CHECK YOUR UNDERSTANDING:
A - Translate this sentence from the text on uranium-based components into Spanish: "Here having the target material possess an optimized 3D shape to increase surface area and safely expel gases during nuclear fission can be hugely beneficial, but producing these shapes in an efficient way is complicated."
B - Pick up the text on uranium-based components after its last sentence and keep writing it.

TEXT BLOCK:
Fabrication of uranium-based components via DLP. (Zanini et al., Advanced Functional Materials, 2024)
Fabrication of uranium-based components via DLP. (Zanini et al., Advanced Functional Materials, 2024)

Within the nuclear sciences, including fuel production and nuclear medicine (radiopharmaceuticals), often specific isotopes have to be produced as efficiently as possible, or allow for the formation of (gaseous) fission products and improved cooling without compromising the fuel. Here having the target material possess an optimized 3D shape to increase surface area and safely expel gases during nuclear fission can be hugely beneficial, but producing these shapes in an efficient way is complicated. Here using photopolymer-based stereolithography (SLA) as  recently demonstrated by [Alice Zanini] et al. with a research article in Advanced Functional Materials provides an interesting new method to accomplish these goals.

DATASET EXCERPTS:
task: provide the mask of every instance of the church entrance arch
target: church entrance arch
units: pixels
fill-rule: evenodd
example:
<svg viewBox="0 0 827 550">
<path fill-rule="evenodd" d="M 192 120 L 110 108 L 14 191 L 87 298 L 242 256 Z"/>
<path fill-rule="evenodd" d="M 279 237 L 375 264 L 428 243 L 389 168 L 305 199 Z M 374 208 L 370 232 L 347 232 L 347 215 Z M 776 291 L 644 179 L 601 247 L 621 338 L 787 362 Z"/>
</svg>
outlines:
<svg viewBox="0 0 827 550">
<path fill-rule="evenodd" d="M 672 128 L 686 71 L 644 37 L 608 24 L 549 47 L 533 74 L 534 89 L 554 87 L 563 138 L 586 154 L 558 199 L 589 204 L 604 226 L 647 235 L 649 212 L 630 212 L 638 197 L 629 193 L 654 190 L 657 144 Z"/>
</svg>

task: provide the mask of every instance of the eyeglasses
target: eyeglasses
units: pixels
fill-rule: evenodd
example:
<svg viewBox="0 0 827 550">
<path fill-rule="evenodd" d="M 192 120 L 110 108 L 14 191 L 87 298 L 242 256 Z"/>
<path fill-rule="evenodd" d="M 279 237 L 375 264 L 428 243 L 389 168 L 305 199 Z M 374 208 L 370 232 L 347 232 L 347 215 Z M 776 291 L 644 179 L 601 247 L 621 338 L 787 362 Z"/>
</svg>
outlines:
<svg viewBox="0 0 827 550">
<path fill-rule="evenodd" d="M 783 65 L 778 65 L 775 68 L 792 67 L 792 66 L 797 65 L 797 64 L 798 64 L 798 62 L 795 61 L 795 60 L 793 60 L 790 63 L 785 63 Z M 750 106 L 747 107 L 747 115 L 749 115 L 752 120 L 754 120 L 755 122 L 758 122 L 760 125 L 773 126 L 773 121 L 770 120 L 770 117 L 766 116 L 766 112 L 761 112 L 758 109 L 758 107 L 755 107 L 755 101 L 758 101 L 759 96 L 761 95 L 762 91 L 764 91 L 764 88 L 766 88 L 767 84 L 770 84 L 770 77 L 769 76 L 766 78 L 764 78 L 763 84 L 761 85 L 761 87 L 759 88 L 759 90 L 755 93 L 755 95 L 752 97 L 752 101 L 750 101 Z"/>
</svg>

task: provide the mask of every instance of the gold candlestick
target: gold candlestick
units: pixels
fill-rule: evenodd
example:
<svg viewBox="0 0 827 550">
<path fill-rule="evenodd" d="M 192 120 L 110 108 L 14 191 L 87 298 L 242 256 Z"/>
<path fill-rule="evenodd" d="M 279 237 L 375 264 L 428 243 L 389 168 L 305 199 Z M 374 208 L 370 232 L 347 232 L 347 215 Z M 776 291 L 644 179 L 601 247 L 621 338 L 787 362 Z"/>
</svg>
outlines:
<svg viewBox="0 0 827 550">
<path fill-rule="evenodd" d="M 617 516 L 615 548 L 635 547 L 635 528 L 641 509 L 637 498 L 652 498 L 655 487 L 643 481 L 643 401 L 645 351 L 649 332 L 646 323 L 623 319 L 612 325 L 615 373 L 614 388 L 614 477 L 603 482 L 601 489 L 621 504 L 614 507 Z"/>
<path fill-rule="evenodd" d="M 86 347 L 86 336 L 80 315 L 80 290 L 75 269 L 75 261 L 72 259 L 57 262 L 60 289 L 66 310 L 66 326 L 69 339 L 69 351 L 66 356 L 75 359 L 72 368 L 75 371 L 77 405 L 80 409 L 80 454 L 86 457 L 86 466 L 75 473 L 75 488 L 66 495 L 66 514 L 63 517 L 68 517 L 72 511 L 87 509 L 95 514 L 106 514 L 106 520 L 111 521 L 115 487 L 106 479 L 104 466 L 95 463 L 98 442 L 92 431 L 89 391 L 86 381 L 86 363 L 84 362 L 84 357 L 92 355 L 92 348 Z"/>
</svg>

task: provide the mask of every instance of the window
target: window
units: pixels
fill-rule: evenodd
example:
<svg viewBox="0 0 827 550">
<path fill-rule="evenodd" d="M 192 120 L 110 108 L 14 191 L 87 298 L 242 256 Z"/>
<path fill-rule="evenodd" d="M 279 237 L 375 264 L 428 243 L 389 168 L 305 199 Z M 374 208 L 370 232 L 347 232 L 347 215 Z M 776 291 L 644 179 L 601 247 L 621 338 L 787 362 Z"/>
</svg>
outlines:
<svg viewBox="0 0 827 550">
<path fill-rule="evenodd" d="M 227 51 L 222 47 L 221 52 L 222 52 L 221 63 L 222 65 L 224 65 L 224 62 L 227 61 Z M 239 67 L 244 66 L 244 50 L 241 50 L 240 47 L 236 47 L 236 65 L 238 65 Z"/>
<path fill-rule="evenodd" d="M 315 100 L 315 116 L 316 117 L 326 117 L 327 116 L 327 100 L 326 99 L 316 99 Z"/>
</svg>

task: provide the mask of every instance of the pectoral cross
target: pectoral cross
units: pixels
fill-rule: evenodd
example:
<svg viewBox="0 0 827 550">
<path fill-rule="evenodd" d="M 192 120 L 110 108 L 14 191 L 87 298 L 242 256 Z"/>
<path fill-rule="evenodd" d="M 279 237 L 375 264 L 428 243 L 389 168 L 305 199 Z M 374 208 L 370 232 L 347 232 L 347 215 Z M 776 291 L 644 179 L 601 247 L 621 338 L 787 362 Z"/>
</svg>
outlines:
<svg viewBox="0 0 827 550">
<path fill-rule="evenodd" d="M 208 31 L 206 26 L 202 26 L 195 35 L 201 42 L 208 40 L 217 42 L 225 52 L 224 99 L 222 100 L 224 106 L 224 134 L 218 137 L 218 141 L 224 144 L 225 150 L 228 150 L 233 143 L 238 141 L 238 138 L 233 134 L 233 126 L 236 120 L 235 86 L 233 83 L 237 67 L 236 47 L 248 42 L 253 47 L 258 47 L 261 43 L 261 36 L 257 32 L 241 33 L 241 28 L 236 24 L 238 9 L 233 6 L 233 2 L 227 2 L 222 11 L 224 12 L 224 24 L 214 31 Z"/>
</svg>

RESPONSES PER TASK:
A - Aquí, que el material objetivo tenga una forma 3D optimizada para aumentar la superficie y expulsar de forma segura los gases durante la fisión nuclear puede ser enormemente beneficioso, pero producir estas formas de manera eficiente es complicado.

B -
In what is essentially the same as what a hobbyist resin-based SLA printer does, the photopolymer here is composed of uranyl ions as the photoactive component along with carbon precursors, creating solid uranium dicarbide (UC2) structures upon exposure to UV light with subsequent sintering. Uranium-carbide is one of the alternatives being considered for today’s uranium ceramic fuels in fission reactors, with this method possibly providing a reasonable manufacturing method.

Uranium carbide is also used as one of the target materials in ISOL (isotope separation on-line) facilities like CERN’s ISOLDE, where having precise control over the molecular structure of the target could optimize isotope production. Ideally equivalent photocatalysts to uranyl can be found to create other optimized targets made of other isotopes as well, but as a demonstration of how SLA (DLP or otherwise) stands to transform the nuclear sciences and industries.